[List of tasks]:
- 1) Reproduce the stretch of the Angerburg district text from "Since 1871, the" through "April 1, 1878.".
- 2) Write the next part of the text on the Angerburg district, picking up after its final sentence.

[Provided text]:
The Angerburg district was a Prussian district in East Prussia that was founded in 1818 and existed until 1945. It was located in the Masurian Lake District in Masuria. The town of Angerburg was the capital of the district.

== History ==
Since the East Prussian district reform of 1752, most of the area of the Angerburg district belonged to what was then the Seehesten district. As part of the Prussian administrative reforms, the “Ordinance for Improved Establishment of the Provincial Authorities” of April 30, 1815 resulted in a comprehensive district reform in all of East Prussia, as the districts established in 1752 were too large. On September 1, 1818, the new Angerburg district was formed from the northern part of the Seehesten district in Regierungsbezirk Gumbinnen.

Since 1871, the province of Prussia (and thus also the district of Angerburg) belonged to the German Empire. After the province of Prussia was divided into the provinces of East Prussia and West Prussia, the Angerburg district became part of East Prussia on April 1, 1878.

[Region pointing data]
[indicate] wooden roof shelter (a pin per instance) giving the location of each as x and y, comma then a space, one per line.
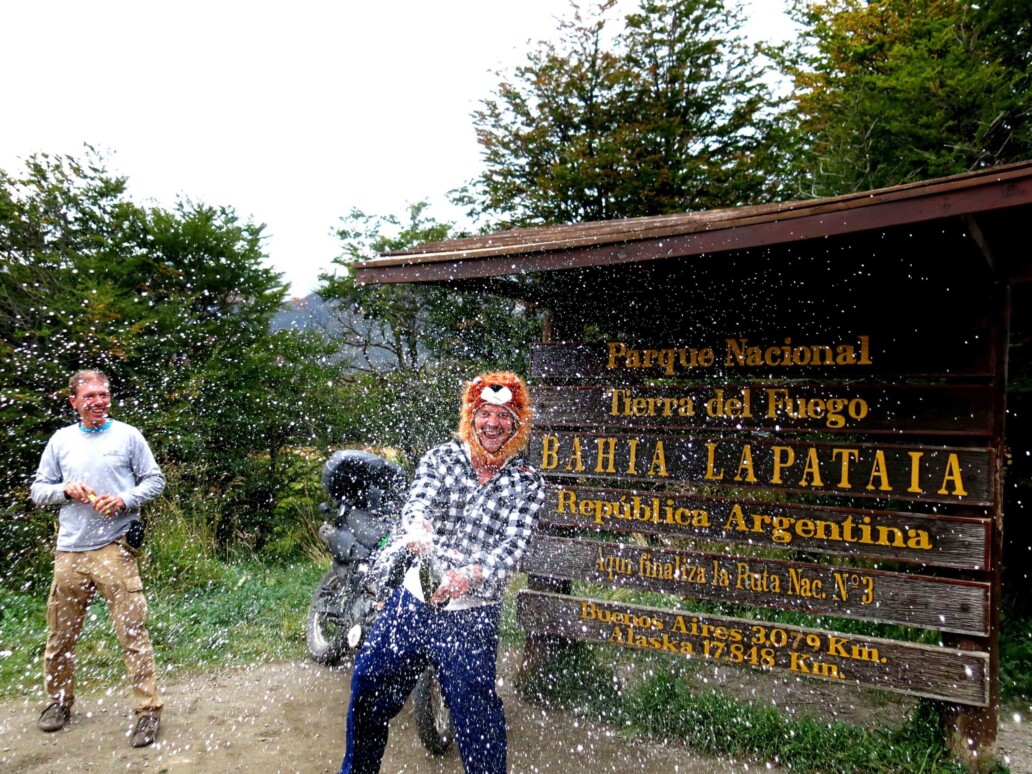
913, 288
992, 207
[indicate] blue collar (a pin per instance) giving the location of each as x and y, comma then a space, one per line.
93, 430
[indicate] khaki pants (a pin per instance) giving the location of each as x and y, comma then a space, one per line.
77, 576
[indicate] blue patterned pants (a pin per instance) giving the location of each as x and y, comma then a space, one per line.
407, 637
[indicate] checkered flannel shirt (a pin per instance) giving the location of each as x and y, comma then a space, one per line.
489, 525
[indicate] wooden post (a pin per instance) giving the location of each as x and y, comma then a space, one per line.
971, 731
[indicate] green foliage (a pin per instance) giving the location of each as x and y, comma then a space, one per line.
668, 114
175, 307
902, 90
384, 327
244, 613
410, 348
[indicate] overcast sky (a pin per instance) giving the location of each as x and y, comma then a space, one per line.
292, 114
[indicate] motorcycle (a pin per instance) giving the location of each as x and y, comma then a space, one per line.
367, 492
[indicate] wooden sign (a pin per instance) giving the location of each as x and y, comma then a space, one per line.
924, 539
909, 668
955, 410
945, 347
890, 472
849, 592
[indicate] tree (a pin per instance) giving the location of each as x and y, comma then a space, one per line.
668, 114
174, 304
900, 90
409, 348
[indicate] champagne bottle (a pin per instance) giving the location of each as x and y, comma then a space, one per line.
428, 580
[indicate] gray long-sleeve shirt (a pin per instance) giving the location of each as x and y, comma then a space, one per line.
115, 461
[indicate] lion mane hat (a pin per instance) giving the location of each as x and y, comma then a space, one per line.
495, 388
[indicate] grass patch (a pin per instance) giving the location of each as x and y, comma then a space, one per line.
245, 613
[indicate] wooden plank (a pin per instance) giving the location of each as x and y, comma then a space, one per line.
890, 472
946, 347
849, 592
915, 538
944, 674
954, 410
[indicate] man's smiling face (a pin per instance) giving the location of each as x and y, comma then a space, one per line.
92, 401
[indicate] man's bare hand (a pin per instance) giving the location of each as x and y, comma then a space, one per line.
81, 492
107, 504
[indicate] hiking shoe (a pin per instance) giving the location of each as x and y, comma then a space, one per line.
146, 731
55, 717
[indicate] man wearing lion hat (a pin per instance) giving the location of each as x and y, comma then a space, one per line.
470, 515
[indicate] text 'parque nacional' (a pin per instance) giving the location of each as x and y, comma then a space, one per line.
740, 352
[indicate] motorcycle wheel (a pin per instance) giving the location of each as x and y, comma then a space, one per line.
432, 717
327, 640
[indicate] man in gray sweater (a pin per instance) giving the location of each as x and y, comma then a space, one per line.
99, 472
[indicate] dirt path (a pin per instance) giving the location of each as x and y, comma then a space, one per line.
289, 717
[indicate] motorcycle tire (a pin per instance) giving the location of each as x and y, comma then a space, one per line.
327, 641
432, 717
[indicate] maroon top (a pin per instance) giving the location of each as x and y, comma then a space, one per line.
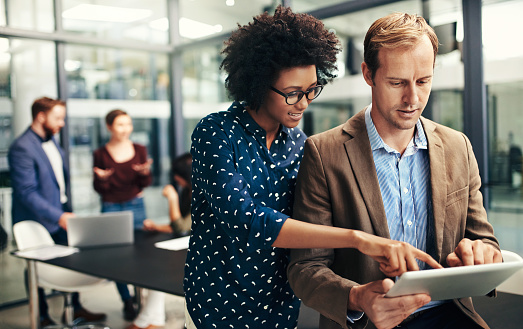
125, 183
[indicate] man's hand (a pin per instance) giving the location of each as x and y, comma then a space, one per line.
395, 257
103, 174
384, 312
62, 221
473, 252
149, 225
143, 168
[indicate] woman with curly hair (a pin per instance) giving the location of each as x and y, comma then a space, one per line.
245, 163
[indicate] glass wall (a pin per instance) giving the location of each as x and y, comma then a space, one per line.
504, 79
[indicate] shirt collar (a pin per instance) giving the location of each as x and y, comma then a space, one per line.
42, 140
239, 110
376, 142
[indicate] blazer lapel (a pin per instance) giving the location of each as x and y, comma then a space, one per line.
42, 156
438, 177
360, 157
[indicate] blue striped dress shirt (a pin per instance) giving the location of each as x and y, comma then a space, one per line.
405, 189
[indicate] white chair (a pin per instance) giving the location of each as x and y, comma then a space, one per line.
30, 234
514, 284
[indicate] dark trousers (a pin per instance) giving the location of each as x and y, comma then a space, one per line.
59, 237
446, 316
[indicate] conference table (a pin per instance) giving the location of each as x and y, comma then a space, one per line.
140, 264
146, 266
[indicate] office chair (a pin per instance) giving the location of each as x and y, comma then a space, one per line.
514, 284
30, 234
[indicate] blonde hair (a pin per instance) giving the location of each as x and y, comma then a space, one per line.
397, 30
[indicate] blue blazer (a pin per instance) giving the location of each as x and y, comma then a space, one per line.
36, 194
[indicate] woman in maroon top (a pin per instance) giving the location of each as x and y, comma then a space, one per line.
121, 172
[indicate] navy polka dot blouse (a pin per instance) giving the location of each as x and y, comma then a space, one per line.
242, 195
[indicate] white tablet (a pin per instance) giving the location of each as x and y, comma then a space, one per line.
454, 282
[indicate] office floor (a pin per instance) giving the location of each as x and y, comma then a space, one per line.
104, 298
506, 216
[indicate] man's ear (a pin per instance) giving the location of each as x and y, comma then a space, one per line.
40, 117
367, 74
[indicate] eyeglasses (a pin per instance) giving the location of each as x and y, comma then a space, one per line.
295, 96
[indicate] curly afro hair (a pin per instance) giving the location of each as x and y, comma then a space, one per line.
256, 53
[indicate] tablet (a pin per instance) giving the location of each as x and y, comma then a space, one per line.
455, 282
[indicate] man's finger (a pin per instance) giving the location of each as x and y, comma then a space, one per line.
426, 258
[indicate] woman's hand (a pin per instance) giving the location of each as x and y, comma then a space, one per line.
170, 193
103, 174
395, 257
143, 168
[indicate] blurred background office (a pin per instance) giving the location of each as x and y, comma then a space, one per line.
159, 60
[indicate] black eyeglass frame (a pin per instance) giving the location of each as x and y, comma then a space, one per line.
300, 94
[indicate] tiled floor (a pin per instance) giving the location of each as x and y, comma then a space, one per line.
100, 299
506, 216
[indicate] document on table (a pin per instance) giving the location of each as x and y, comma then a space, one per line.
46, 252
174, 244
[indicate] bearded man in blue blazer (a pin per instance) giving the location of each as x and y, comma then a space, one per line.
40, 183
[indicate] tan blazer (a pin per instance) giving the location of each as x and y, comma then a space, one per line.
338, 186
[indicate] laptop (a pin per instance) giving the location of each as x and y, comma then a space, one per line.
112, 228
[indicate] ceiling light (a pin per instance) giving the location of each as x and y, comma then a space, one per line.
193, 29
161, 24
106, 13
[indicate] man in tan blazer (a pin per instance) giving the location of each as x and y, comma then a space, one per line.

[Answers by item]:
- 1)
Since 1871, the province of Prussia (and thus also the district of Angerburg) belonged to the German Empire. After the province of Prussia was divided into the provinces of East Prussia and West Prussia, the Angerburg district became part of East Prussia on April 1, 1878.

- 2)
Towards the end of World War II, the district was occupied by the Red Army in January 1945. In the summer of 1945, the district was placed under Polish administration in accordance with the Potsdam Agreement. The German population either fled or was largely expelled in the following years.

== Demographics ==
According to the Prussian census of 1846, the Angerburg district had a population of 31,477, of which 23,650 (75.1%) were Germans, 7,793 (24.8%) were Poles and 34 (0.1%) were Lithuanians. The vast majority of the population (97.7% in 1910) was Protestant.